Global domination and pizza
Moving on to the other ventures bubbling away under the surface. Atherton is in Hong Kong this week to launch Aberdeen Street Social – his 15th restaurant. Then he will be launching in the Edition Hotel on New York’s Madison Avenue – the restaurant is expected to open in May 2017.
“I will move out there for two months or so when that happens as it’s a difficult market,” he says. “Although I will always live in London full time.
“I have no idea what the perception of me is in New York – or even if there is one. I’ll just go and open the restaurant and make sure the product is absolutely right. And I’ll stay humble.”
Then he has plans to open in Sydney, Bangkok, Jakarta and “a few more in London”, to name but a few.
And, of course, the hotel. It will be the first one, it will be in London and Atherton is still looking for the right site.

§ §

> **Exercise set**
[a] Reproduce the section of the passage on Atherton's restaurant plans that begins with the words containing "Then he has" and ends with "the right site.".
[b] In the passage on Atherton's restaurant plans, what number restaurant is Aberdeen Street Social for him?
The material that comes after this has nothing to do with the passage on Atherton's restaurant plans.

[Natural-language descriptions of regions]
§ §

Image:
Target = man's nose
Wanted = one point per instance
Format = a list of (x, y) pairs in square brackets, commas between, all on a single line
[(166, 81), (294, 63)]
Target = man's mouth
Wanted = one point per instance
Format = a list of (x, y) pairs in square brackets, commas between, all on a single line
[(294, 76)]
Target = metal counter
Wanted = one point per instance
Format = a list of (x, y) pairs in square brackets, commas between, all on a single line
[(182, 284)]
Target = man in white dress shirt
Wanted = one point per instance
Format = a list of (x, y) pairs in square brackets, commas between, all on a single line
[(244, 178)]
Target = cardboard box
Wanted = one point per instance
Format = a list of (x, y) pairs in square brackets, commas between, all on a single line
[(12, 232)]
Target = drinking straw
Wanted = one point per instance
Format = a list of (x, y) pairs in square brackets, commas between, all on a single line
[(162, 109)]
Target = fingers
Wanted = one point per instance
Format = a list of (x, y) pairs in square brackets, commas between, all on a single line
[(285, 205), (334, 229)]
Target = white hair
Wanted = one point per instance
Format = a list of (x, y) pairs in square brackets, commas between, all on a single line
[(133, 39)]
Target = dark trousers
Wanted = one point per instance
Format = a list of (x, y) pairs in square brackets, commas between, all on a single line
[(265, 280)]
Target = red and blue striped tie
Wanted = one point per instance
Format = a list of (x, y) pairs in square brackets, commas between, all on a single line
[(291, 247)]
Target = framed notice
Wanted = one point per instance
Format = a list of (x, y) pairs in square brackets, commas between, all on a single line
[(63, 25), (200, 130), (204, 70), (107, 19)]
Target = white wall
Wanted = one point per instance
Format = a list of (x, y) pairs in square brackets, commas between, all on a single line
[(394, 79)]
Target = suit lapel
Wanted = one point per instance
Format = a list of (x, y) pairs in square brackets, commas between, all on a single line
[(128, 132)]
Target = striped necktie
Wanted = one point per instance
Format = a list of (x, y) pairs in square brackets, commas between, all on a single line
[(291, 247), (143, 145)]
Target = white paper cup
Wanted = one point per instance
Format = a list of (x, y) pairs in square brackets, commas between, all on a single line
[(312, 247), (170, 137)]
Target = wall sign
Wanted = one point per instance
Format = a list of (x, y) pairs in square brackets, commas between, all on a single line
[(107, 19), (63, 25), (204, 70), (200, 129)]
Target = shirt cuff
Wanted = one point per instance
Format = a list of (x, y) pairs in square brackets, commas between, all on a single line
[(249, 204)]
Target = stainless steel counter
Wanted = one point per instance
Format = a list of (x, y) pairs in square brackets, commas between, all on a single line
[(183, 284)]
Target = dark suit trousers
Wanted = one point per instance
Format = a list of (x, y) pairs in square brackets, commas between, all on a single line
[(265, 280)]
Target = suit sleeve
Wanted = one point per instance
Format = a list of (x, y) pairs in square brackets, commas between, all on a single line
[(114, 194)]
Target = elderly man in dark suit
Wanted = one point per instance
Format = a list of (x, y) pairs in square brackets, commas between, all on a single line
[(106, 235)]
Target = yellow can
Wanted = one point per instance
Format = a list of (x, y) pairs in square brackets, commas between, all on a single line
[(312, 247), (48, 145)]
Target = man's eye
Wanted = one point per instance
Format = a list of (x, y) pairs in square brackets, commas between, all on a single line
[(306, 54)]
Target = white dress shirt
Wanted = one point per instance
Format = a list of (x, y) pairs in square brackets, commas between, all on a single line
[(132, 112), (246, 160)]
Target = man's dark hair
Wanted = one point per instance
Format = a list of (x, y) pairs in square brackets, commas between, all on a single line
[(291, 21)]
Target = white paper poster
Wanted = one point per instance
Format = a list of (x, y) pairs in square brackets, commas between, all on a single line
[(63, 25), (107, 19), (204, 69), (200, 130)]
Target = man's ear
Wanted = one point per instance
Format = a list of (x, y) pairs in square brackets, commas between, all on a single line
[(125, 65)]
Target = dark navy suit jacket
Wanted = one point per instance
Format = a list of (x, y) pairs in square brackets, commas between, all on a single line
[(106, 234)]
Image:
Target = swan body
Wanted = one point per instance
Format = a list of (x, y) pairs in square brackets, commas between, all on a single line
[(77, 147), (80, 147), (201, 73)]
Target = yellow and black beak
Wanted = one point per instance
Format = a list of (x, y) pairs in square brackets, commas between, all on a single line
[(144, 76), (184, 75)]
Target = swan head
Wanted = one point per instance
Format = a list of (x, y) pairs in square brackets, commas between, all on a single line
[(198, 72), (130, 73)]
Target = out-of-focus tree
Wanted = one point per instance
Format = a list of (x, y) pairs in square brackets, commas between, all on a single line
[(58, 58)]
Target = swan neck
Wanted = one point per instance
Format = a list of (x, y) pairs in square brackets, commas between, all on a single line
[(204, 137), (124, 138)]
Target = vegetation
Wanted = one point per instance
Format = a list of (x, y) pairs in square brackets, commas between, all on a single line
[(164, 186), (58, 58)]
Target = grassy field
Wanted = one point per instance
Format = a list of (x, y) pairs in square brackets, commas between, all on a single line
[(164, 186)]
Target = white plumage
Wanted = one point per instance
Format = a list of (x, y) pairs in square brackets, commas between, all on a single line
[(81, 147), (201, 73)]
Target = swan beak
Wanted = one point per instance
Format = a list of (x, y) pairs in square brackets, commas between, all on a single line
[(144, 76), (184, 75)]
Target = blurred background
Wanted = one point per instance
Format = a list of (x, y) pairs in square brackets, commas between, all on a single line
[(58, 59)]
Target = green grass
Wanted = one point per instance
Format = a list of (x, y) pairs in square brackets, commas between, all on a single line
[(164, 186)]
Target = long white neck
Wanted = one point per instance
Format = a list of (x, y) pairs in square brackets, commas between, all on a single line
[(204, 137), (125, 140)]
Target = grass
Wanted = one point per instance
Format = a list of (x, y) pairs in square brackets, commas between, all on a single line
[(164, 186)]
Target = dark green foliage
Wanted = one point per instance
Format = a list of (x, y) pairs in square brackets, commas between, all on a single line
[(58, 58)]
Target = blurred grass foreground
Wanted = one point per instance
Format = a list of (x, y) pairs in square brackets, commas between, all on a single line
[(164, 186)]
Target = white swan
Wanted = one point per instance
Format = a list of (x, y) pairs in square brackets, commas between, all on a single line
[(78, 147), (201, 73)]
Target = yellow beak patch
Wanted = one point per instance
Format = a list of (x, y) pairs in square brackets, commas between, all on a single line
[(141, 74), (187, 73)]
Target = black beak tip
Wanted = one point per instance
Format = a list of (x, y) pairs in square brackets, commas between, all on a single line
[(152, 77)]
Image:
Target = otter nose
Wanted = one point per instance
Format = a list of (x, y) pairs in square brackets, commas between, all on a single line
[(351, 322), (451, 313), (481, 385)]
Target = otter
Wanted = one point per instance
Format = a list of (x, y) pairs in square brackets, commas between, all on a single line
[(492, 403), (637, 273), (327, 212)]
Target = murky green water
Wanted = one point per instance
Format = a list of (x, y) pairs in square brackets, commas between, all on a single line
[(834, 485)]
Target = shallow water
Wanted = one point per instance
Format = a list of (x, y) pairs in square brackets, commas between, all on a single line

§ §

> **List of answers**
[a]
Then he has plans to open in Sydney, Bangkok, Jakarta and “a few more in London”, to name but a few.
And, of course, the hotel. It will be the first one, it will be in London and Atherton is still looking for the right site.

[b] It is his 15th restaurant.